═════ Selected extract

‘Bycatch” is becoming a well-known dirty word. In a recent video for UK conservation group Blue Marine Foundation, actor Theo James plays a customer ordering so-called sustainable fish at a restaurant. Stephen Fry, playing a wry waiter, serves the dish but then drops an entire net of bycatch over the table and horrified customer.
The sequence was echoed at last month’s United Nations Oceans Conference in France, footage, including from New Zealand, of bottom trawlers dragging across the ocean floor leaving a wasteland: delicate corals, shellfish, marine mammals and a multitude of non-target species among the oily debris.
But there’s another quota of bycatch that’s missing – seabirds. It’s not just the baited lines of fishing boats that account for the loss of tens of thousands of albatrosses every year, but the cables of deep-sea trawlers catching unsuspecting seabirds on the wing.
Amid the staggering injustice of Gaza, Ukraine and other war zones, it may seem indulgent to talk about seabirds. But Fry, James and, not least, Sir David Attenborough – whose film on bottom trawling, Ocean, was a hot topic at the UN conference – make it permissible.
It’s also timely, as New Zealand’s Fisheries Minister, Shane Jones, seeks changes to our Fisheries Act, including further restricting public access to footage from government-owned onboard cameras, the release of which is already subject to Official Information Act red tape. The prospect of it being publicly released arguably incentivises steps to minimise what Jones calls the “unfortunate” taking of bycatch, be it non-target fish, dolphin, seal or albatross. The proposed law change would remove the ability of the media and lobby groups to request footage under the OIA.
Awesome navigators
Tini Heke/The Snares, a handful of islands halfway to the Auckland Islands in New Zealand’s subantarctic island group, seem as far from this turmoil as it’s possible to get. They rise out of the sea, to quote former NZ Geographic editor Kennedy Warne, “like granite molars”: sheer cliffs supporting verdant tops where it is an Eden for seabirds. The Snares featured in my recent Listener story about skipper and conservationist Steve Kafka, who has ferried marine scientists around the subantarctic for many years.
On that visit, we listened to the roaring dawn chorus of tītī (sooty shearwaters, or muttonbirds) – an estimated 1.75 million pairs of them. They were vocalising before heading to their oceanic supermarket to secure food for their chicks, tucked into burrows in the peat that smothers the islands. We were there to pick up seabird ecologist Paul Sagar and Department of Conservation marine ecologist Hendrik Schultz from two weeks of research fieldwork.
Now, I’ve returned to the Snares with Sagar, 75, to document his work: nearly 50 years of studying another inhabitant of these islands, the very beautiful southern Buller’s albatross.
I’m a sucker for seabirds, particularly the navigators – albatrosses, petrels and shearwaters. I’m in awe of those wings, riding any zephyr or storm-tossed wind over wave, and the phenomenal distance across the ocean the birds navigate, often to opposite north-south latitudes. That they travel these vast distances but return to the same island, same nest and ideally (if she or he hasn’t met their end on a fishing boat) the same mate defies human comprehension of instinct, cognition or intelligence.

══════════
═════ Entries supplied

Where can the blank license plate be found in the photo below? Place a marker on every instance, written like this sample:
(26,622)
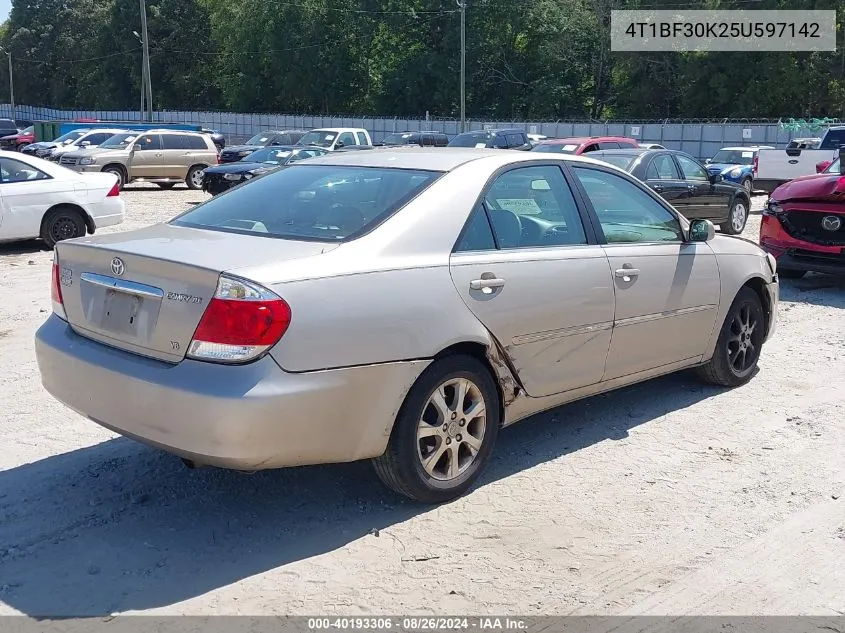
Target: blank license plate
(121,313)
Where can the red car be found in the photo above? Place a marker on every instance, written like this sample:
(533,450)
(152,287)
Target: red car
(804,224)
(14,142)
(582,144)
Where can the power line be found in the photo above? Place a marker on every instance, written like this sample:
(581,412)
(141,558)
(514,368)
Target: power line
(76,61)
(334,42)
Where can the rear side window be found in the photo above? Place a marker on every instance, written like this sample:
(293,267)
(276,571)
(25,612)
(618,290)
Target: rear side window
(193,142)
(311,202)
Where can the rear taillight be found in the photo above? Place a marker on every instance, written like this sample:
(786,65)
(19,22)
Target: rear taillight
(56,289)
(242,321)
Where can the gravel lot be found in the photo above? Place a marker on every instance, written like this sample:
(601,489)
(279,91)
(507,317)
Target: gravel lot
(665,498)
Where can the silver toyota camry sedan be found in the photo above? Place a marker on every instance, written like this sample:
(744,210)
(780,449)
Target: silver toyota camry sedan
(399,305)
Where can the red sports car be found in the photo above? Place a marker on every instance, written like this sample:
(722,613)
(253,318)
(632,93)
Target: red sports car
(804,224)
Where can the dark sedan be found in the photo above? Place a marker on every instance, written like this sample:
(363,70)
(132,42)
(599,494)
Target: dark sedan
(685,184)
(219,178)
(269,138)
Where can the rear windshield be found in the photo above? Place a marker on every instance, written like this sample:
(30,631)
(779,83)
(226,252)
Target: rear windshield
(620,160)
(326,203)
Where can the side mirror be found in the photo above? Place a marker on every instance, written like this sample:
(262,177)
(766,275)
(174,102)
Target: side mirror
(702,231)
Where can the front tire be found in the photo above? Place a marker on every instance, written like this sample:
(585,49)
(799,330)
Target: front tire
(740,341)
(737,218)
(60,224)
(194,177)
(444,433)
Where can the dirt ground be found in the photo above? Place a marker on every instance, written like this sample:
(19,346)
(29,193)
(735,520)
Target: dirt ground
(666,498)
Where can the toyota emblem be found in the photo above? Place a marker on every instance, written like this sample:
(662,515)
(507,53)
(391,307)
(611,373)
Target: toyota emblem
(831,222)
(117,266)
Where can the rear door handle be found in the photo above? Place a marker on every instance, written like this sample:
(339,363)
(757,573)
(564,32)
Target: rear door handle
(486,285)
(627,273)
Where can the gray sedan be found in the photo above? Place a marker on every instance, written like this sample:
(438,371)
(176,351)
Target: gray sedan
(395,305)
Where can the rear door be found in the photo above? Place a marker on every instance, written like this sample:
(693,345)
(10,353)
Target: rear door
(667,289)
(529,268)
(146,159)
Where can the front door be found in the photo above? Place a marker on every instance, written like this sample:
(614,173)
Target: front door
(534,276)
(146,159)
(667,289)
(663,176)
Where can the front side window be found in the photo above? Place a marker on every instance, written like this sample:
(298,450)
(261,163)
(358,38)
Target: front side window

══════════
═════ Entries supplied

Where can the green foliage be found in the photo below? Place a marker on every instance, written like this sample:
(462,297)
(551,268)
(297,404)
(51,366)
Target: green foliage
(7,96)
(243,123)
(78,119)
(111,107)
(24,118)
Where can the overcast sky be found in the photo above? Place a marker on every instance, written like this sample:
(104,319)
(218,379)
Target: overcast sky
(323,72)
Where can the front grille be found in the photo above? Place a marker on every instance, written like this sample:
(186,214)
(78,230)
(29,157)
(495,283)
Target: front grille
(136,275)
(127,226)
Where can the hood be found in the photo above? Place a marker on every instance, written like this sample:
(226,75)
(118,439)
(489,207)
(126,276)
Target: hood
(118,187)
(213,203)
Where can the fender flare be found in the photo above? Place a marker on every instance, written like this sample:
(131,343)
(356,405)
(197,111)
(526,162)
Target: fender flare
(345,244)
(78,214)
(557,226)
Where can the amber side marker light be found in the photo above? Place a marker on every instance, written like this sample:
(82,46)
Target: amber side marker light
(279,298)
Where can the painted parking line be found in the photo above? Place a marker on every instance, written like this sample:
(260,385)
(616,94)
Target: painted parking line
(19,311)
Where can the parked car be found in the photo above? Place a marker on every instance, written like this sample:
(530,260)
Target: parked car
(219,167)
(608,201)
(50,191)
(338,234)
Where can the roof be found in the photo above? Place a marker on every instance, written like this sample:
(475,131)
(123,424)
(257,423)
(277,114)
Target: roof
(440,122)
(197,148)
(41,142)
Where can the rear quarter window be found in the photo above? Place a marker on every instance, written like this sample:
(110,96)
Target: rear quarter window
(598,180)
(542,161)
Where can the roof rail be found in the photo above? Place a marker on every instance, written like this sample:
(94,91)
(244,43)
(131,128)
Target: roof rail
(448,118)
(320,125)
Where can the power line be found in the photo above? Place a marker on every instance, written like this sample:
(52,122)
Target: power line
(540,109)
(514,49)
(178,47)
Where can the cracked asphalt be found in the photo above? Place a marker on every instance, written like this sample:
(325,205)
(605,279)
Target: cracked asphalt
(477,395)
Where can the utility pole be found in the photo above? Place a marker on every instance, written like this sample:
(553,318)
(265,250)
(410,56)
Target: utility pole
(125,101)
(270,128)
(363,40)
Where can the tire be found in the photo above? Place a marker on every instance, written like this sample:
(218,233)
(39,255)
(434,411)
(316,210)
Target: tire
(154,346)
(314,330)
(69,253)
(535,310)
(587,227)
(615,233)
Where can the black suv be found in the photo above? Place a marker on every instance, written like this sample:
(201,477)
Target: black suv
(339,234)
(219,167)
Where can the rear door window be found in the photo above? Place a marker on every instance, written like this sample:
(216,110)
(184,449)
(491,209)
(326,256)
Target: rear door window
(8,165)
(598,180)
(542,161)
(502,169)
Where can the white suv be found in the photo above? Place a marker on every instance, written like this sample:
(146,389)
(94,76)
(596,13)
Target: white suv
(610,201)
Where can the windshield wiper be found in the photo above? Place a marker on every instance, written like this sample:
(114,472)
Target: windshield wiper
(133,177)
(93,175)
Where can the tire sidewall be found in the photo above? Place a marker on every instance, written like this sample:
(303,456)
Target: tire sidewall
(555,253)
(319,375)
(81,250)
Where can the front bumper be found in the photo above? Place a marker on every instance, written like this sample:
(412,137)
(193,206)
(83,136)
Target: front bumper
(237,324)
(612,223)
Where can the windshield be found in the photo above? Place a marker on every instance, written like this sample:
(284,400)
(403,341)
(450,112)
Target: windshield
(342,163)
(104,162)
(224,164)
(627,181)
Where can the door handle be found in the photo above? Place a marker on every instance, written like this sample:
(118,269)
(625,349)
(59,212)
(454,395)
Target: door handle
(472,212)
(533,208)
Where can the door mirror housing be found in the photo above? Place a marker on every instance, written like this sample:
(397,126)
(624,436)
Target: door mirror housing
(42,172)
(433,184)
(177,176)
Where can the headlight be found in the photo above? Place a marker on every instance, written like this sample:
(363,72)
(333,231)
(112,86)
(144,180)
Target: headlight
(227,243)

══════════
═════ Entries supplied

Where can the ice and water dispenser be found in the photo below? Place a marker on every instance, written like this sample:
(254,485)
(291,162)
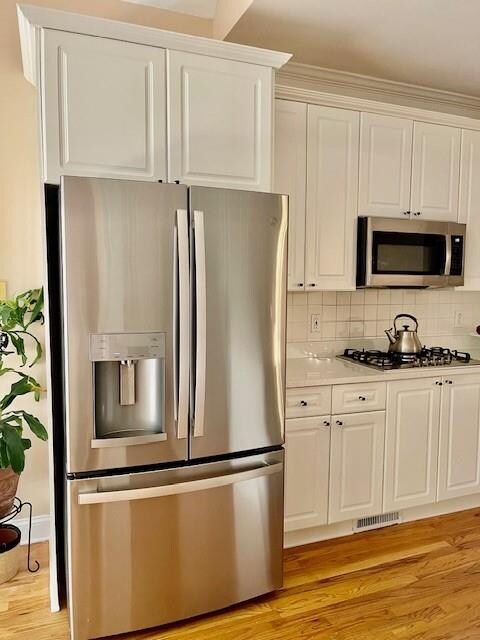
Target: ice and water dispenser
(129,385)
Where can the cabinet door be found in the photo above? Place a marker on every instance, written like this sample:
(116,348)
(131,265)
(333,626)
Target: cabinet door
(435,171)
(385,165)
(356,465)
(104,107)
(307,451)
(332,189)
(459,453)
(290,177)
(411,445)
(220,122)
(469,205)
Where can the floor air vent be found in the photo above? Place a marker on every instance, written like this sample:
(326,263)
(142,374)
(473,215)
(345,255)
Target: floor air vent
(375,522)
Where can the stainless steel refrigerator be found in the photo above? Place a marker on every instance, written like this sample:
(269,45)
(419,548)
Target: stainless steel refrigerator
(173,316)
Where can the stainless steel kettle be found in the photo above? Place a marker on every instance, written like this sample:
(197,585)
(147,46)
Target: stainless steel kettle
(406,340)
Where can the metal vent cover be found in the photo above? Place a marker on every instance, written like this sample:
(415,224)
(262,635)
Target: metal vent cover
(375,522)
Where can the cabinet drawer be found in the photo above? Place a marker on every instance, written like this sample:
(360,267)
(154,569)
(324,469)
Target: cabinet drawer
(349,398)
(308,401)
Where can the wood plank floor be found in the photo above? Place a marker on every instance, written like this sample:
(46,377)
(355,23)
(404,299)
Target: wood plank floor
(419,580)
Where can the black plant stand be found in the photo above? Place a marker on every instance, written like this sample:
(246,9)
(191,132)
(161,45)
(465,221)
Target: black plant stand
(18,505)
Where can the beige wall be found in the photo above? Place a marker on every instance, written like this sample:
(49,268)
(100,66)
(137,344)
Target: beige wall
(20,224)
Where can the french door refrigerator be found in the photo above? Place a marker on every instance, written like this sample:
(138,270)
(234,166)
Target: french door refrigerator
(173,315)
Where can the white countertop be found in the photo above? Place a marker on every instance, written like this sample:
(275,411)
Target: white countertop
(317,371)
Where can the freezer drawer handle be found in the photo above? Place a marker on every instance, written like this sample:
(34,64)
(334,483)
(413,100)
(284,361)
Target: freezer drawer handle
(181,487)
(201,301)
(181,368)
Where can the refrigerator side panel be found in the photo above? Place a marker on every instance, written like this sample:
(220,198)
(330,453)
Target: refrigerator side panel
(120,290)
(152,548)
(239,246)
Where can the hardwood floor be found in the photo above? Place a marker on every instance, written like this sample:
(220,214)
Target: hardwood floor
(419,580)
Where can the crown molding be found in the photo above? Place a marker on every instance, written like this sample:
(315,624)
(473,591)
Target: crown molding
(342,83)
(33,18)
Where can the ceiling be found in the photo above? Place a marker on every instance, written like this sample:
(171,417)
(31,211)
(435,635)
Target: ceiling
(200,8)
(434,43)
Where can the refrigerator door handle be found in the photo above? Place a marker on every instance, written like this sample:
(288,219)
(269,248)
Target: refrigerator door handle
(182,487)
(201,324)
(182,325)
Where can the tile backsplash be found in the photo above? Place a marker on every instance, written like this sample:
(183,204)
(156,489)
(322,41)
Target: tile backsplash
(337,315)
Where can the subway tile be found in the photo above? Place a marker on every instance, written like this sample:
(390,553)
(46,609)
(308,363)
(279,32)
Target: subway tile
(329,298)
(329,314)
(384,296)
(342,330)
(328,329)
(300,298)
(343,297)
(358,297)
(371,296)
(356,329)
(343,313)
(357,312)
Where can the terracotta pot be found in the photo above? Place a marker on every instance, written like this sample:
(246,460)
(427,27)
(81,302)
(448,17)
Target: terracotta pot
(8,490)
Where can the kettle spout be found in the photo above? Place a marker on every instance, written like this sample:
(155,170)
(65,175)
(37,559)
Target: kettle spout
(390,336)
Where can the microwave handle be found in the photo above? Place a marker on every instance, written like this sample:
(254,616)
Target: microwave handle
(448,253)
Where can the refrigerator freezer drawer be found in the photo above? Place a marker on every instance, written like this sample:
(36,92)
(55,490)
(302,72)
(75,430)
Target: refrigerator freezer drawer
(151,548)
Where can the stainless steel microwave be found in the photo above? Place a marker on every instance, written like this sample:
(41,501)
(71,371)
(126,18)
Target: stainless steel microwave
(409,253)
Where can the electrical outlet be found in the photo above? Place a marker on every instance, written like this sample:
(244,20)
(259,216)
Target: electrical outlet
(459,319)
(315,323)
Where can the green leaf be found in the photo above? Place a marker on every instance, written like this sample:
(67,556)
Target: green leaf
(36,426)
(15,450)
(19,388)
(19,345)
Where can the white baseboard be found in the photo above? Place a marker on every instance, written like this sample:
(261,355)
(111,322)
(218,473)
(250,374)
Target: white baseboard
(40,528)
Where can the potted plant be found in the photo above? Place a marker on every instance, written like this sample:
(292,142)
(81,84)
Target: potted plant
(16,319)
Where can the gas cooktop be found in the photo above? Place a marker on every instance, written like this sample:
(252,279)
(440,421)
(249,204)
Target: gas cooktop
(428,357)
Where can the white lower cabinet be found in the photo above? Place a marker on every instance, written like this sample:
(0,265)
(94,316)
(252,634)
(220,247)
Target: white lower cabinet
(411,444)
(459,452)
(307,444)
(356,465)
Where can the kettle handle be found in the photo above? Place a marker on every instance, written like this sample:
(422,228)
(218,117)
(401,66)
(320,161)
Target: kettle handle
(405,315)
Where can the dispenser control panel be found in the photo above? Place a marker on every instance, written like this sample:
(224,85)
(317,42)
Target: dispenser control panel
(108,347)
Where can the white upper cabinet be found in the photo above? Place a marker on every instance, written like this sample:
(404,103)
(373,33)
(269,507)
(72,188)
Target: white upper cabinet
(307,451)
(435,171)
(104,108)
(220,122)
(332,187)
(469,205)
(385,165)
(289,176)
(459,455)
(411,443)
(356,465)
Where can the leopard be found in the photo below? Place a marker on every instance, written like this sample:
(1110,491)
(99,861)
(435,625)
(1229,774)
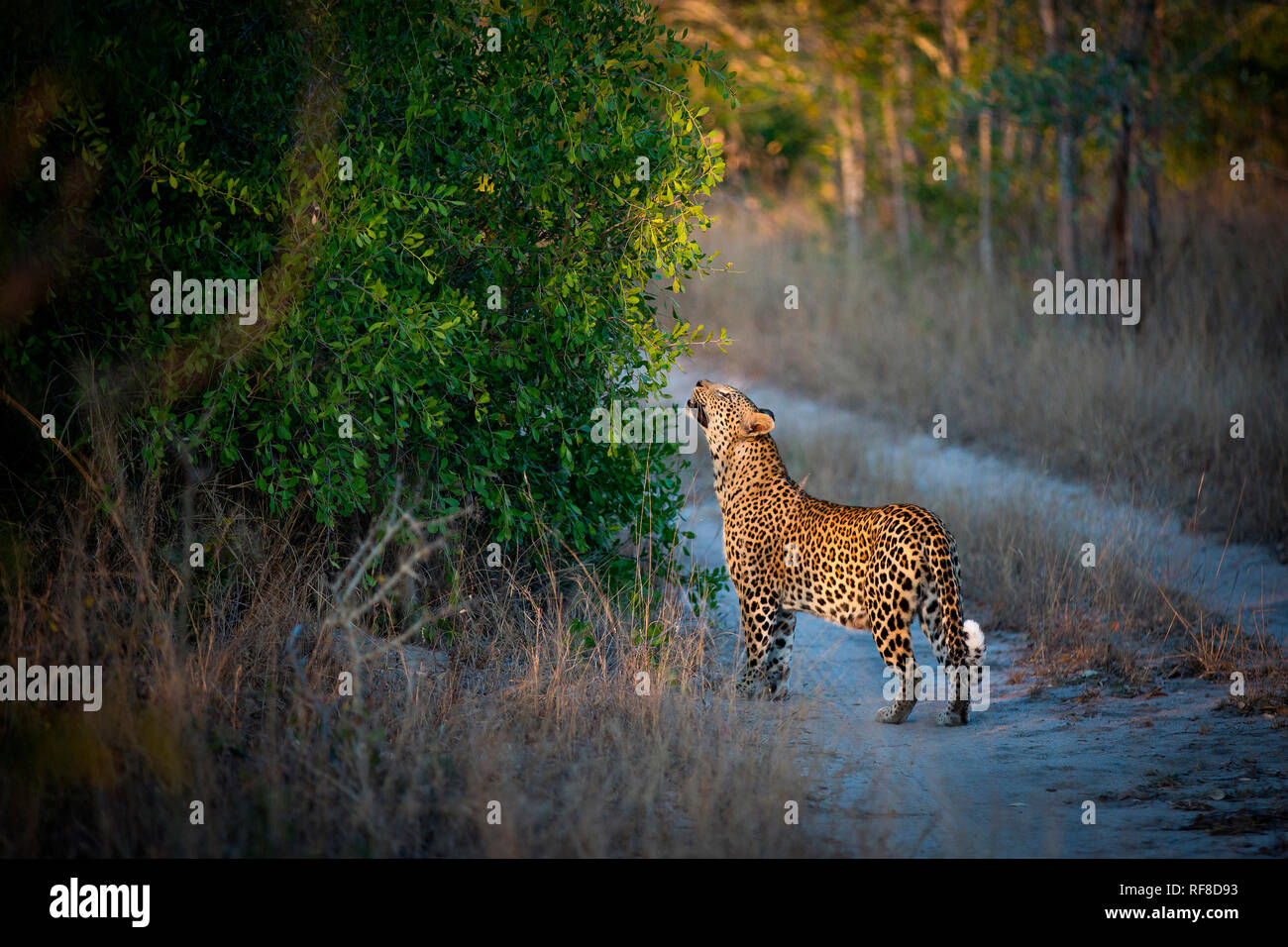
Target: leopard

══════════

To do –
From the article on seabird bycatch, return the passage from "It’s also timely, as" up to and including "under the OIA.", copied word for word. These lines were drawn from a separate source.

Solution for this problem –
It’s also timely, as New Zealand’s Fisheries Minister, Shane Jones, seeks changes to our Fisheries Act, including further restricting public access to footage from government-owned onboard cameras, the release of which is already subject to Official Information Act red tape. The prospect of it being publicly released arguably incentivises steps to minimise what Jones calls the “unfortunate” taking of bycatch, be it non-target fish, dolphin, seal or albatross. The proposed law change would remove the ability of the media and lobby groups to request footage under the OIA.